* Dataset extract

▼

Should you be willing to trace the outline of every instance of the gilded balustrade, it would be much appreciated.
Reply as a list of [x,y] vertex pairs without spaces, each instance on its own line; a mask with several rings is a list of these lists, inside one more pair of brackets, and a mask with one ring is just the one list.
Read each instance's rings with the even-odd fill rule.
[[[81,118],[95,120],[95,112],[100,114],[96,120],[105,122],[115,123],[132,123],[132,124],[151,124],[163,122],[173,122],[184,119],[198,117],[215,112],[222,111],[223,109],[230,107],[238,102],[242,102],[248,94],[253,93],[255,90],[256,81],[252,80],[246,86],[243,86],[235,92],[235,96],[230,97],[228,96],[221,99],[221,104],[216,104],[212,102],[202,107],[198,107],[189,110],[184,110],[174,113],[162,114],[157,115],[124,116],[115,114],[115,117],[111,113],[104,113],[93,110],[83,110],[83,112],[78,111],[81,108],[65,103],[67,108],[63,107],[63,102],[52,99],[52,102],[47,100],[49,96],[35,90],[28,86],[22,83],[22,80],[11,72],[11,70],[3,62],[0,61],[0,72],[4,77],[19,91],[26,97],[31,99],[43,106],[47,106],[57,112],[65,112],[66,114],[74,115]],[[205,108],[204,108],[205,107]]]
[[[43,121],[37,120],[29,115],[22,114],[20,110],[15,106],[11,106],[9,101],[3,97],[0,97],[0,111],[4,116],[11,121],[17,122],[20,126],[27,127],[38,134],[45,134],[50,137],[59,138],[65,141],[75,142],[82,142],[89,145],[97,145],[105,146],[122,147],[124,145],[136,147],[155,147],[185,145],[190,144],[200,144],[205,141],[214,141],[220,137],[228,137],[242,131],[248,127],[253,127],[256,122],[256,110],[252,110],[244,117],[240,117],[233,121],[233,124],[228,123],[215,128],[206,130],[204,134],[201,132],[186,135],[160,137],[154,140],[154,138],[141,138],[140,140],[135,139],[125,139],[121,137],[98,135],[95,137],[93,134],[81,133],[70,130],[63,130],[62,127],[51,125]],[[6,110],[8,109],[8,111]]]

▲

* To be done
Rewrite the records as a numbered list, from their first line through the line containing "Read each instance's", with blank lines omitted.

* The answer
1. Should you be willing to trace the outline of every instance of the gilded balustrade, it would be much appreciated.
2. Reply as a list of [x,y] vertex pairs without spaces, each instance on its own line; a mask with several rings is a list of these lists, inside one more pair of brackets, and a mask with one ring is just the one list.
3. Read each instance's rings with the even-odd fill rule.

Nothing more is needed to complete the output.